* DATASET CONTENT
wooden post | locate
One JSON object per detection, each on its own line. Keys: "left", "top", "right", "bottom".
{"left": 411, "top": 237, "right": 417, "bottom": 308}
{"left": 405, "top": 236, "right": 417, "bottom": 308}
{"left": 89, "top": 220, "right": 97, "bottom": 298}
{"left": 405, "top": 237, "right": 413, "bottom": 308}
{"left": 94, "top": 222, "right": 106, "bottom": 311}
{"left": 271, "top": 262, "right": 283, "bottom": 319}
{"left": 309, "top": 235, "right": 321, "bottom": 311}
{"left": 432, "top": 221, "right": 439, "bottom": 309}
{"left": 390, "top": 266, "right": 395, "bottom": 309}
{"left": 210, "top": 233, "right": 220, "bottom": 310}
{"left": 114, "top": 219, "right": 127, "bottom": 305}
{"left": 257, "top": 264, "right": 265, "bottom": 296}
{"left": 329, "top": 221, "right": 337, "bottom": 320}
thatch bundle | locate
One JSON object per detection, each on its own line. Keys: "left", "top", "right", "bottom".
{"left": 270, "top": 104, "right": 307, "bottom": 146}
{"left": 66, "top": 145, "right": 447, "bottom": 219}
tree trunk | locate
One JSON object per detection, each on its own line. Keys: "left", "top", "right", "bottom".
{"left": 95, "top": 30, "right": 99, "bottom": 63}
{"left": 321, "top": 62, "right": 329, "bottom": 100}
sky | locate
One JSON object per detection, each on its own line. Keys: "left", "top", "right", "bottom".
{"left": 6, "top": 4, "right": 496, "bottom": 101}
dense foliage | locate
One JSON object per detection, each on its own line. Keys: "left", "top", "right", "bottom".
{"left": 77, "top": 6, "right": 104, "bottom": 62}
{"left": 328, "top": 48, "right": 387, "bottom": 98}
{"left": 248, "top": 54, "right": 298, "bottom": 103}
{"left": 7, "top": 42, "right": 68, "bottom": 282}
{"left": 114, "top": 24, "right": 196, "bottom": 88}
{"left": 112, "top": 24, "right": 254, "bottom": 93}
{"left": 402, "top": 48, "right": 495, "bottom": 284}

* ABOUT THIS EXERCISE
The whole of the data is to be returned with every line intact.

* EXERCISE SOLUTION
wooden post | locate
One JSON object per detection, each on its own line. Keys: "left", "top", "right", "bottom".
{"left": 411, "top": 237, "right": 417, "bottom": 308}
{"left": 405, "top": 236, "right": 417, "bottom": 308}
{"left": 89, "top": 220, "right": 97, "bottom": 298}
{"left": 405, "top": 237, "right": 413, "bottom": 308}
{"left": 94, "top": 222, "right": 106, "bottom": 311}
{"left": 271, "top": 262, "right": 283, "bottom": 319}
{"left": 309, "top": 235, "right": 321, "bottom": 311}
{"left": 432, "top": 221, "right": 439, "bottom": 309}
{"left": 390, "top": 266, "right": 395, "bottom": 309}
{"left": 210, "top": 233, "right": 220, "bottom": 310}
{"left": 114, "top": 219, "right": 127, "bottom": 305}
{"left": 257, "top": 264, "right": 265, "bottom": 296}
{"left": 329, "top": 221, "right": 337, "bottom": 320}
thatch bundle | locate
One JSON object per detection, each on its own line. Keys: "left", "top", "right", "bottom".
{"left": 270, "top": 104, "right": 307, "bottom": 146}
{"left": 66, "top": 145, "right": 447, "bottom": 219}
tree trunk | locate
One JSON object per detection, each on its own line. Keys: "left", "top", "right", "bottom".
{"left": 95, "top": 30, "right": 99, "bottom": 63}
{"left": 321, "top": 62, "right": 329, "bottom": 100}
sky | locate
One JSON object per detection, each on its own line. Keys: "left", "top", "right", "bottom".
{"left": 6, "top": 4, "right": 496, "bottom": 101}
dense foliage | locate
One JSON object per detection, each on its own line. Keys: "left", "top", "right", "bottom".
{"left": 77, "top": 6, "right": 104, "bottom": 62}
{"left": 328, "top": 48, "right": 387, "bottom": 98}
{"left": 248, "top": 54, "right": 298, "bottom": 103}
{"left": 7, "top": 42, "right": 68, "bottom": 282}
{"left": 114, "top": 24, "right": 196, "bottom": 88}
{"left": 112, "top": 24, "right": 254, "bottom": 93}
{"left": 402, "top": 48, "right": 495, "bottom": 284}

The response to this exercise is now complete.